TRAVAIL À RÉALISER:
Condensez sous forme de liste le paragraphe du texte de la page ci-dessous qui commence par « Une famille unie que tous les employés », en conservant ses faits principaux.

TEXTE DE LA PAGE:
※ ※ ※

Une famille unie que tous les employés sont priés de respecter. Ainsi, lorsqu’il accueille son nouveau coach Óscar Tabárez en 1996, Berlusconi lui remet une lettre comportant les dix commandements du club. Parmi ceux-ci : le fait que les joueurs ont le droit de connaître à l’avance les décisions de leur entraîneur. Le pire, c’est que ça marche. Dans un pays capable de créer une polémique à partir d’un simple éternuement, le Milan devient ce club où tout coule sans jamais provoquer de crise. « Tout est tellement bien organisé, hiérarchisé que les problèmes sont résolus avant même qu’ils n’éclatent. Quand tu arrives au club, tu as tout simplement envie de défendre ses couleurs », confie ainsi Boban. D’autant que ceux qui travaillent bien sont vite récompensés. Ainsi, en 1991, Il Cavaliere ne se cache même pas de placer son ancien entraîneur au poste de sélectionneur. « On sortait de deux résultats pas terribles, un nul et une défaite, se remémorait Azeglio Vicini, le coach de la Nazionale alors en fonction. Quand j’ai lu une interview de Berlusconi dans laquelle il disait que Sacchi ferait un bon sélectionneur, j’ai compris que c’était fini pour moi… »

※ ※ ※

MATÉRIEL:
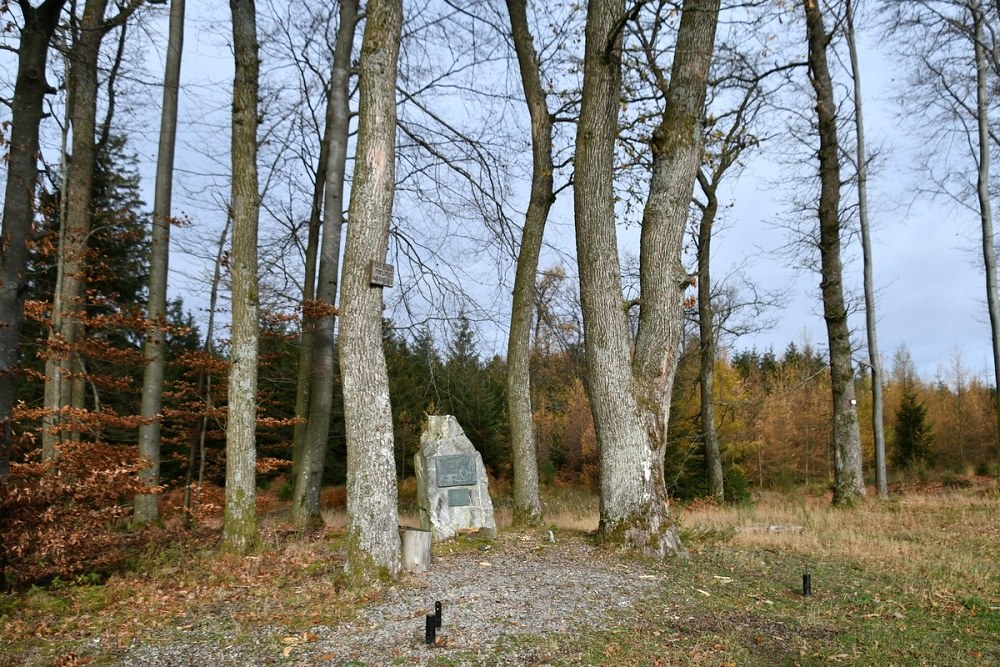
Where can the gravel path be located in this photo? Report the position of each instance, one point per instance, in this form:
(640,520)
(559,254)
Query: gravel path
(518,585)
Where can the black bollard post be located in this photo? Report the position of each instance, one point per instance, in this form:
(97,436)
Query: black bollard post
(430,630)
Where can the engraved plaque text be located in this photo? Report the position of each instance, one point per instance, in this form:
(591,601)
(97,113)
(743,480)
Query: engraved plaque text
(456,470)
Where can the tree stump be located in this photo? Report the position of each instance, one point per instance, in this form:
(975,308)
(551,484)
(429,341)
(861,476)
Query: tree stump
(416,550)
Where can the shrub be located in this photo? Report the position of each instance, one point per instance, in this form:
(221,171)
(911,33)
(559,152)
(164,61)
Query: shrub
(67,516)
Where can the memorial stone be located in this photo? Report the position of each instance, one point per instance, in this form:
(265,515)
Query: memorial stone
(452,486)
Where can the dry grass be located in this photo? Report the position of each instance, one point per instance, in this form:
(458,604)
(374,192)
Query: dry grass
(892,534)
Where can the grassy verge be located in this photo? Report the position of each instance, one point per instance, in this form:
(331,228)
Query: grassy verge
(911,581)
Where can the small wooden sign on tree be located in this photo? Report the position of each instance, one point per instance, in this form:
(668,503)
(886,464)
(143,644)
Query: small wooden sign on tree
(381,274)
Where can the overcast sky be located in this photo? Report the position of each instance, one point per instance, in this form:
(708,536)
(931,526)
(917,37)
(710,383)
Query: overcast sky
(927,267)
(928,270)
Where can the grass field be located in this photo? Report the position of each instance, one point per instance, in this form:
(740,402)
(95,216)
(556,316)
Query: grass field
(910,581)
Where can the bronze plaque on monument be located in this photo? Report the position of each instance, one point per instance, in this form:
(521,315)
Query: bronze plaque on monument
(456,470)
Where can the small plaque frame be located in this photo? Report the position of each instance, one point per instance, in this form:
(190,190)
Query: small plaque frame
(382,274)
(459,497)
(456,470)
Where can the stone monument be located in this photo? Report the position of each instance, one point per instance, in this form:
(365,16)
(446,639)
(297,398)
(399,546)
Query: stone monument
(452,486)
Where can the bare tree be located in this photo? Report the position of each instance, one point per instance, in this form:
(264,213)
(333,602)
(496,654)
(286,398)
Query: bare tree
(874,361)
(64,371)
(305,505)
(630,393)
(240,531)
(527,507)
(372,529)
(30,88)
(146,508)
(848,477)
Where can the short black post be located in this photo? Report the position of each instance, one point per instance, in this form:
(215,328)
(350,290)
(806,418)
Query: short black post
(431,629)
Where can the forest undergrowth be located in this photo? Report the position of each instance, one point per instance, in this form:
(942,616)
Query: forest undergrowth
(912,580)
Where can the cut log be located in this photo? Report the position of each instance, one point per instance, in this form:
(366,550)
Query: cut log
(416,550)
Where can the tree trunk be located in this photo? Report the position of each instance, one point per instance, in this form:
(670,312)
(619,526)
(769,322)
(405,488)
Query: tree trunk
(986,205)
(848,479)
(874,360)
(305,505)
(527,507)
(152,379)
(625,465)
(63,370)
(706,331)
(303,377)
(372,515)
(30,88)
(240,532)
(677,147)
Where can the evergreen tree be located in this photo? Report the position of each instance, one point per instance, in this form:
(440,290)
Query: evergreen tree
(913,434)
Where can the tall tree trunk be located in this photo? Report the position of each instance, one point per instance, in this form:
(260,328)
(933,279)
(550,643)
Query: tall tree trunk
(204,376)
(63,371)
(30,89)
(631,404)
(985,203)
(527,507)
(848,479)
(625,466)
(706,331)
(305,506)
(240,531)
(303,377)
(874,360)
(677,147)
(372,515)
(154,349)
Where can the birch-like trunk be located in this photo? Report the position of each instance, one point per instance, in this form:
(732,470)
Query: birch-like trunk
(30,88)
(630,394)
(848,479)
(372,514)
(707,344)
(985,203)
(874,360)
(155,345)
(678,147)
(66,326)
(527,506)
(240,531)
(305,504)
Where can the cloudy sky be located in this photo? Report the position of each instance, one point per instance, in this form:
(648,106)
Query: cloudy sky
(927,267)
(928,271)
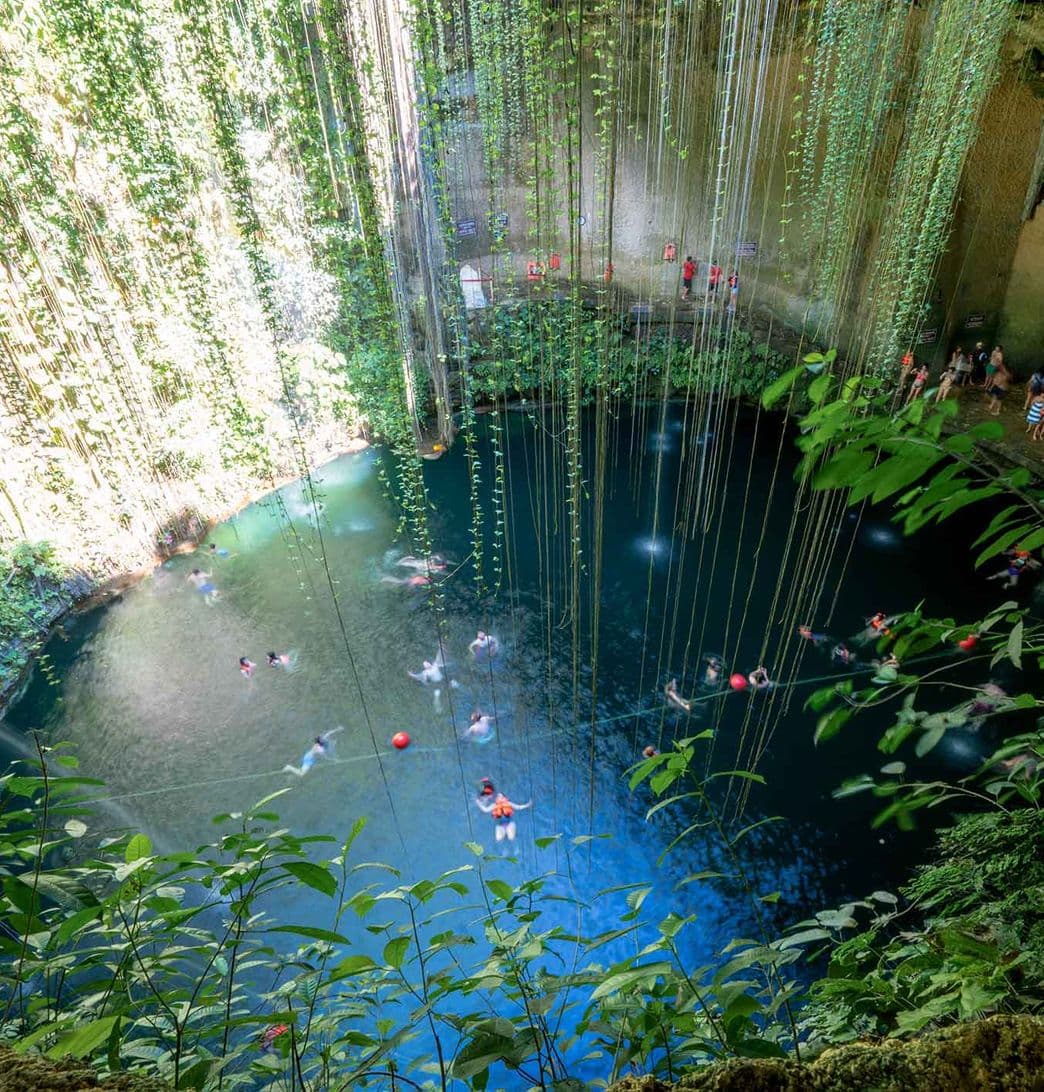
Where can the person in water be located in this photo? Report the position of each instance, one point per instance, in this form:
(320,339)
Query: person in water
(484,645)
(417,580)
(434,564)
(877,626)
(319,749)
(502,811)
(806,633)
(481,728)
(675,699)
(713,669)
(759,679)
(201,582)
(486,790)
(842,654)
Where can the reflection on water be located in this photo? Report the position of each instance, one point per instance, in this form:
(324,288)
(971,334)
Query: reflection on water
(152,695)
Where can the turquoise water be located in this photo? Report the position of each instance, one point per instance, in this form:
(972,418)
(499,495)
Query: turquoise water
(150,691)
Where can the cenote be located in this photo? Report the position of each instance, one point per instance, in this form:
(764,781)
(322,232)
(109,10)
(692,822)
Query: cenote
(149,690)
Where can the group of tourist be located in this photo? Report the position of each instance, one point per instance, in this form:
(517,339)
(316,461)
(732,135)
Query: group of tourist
(713,282)
(976,368)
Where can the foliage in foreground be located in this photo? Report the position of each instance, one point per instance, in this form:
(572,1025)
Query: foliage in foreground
(173,964)
(523,352)
(34,590)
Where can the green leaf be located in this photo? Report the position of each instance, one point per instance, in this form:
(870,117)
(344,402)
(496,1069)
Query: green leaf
(83,1040)
(500,890)
(311,875)
(395,951)
(774,391)
(759,1048)
(138,847)
(353,964)
(311,930)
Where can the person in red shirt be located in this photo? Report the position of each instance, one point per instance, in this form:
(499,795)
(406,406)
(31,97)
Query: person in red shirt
(688,271)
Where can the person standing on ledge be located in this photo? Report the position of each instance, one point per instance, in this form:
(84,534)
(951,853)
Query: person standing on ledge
(688,271)
(998,384)
(502,811)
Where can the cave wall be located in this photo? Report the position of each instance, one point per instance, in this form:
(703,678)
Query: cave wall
(987,281)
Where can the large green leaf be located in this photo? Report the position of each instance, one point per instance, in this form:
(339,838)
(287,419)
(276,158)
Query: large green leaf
(315,876)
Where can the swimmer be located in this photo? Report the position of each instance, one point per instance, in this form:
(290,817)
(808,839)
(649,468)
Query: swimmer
(486,790)
(434,564)
(502,811)
(759,679)
(885,668)
(416,581)
(713,668)
(878,626)
(481,728)
(806,633)
(675,699)
(201,582)
(319,749)
(1017,566)
(485,644)
(430,672)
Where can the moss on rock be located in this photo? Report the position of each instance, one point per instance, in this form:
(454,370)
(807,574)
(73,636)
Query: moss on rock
(32,1072)
(1000,1053)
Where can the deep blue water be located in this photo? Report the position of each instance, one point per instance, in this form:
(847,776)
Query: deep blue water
(702,550)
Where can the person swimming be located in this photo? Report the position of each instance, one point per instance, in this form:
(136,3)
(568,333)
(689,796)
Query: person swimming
(486,790)
(675,699)
(842,654)
(481,728)
(201,582)
(484,645)
(878,626)
(415,581)
(430,672)
(502,811)
(434,564)
(319,749)
(713,671)
(759,679)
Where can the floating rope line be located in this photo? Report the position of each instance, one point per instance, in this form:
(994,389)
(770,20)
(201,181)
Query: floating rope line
(524,739)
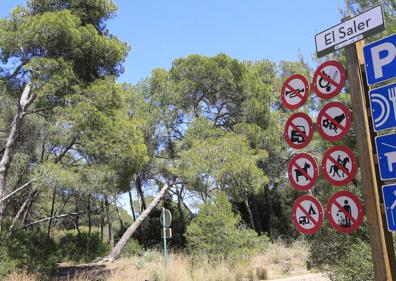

※ ※ ※

RÉPONSE RÉDIGÉE:
- Le Milan fonctionne comme une famille unie que tous les employés doivent respecter.
- En 1996, Berlusconi remet à son nouvel entraîneur, Óscar Tabárez, une lettre contenant les dix commandements du club. L'un d'eux donne aux joueurs le droit de connaître à l'avance les décisions de l'entraîneur.
- Ce modèle fonctionne : dans un pays prompt à la polémique, le club évolue sans jamais connaître de crise.
- Selon Boban, l'organisation et la hiérarchie permettent de résoudre les problèmes avant qu'ils n'éclatent, et on a envie de défendre les couleurs du club dès son arrivée.
- Ceux qui travaillent bien sont vite récompensés. En 1991, Berlusconi pousse ouvertement son ancien entraîneur, Sacchi, au poste de sélectionneur.
- Azeglio Vicini, alors sélectionneur de la Nazionale, sortait d'un nul et d'une défaite. Il a compris que c'était fini pour lui en lisant l'interview où Berlusconi jugeait que Sacchi ferait un bon sélectionneur.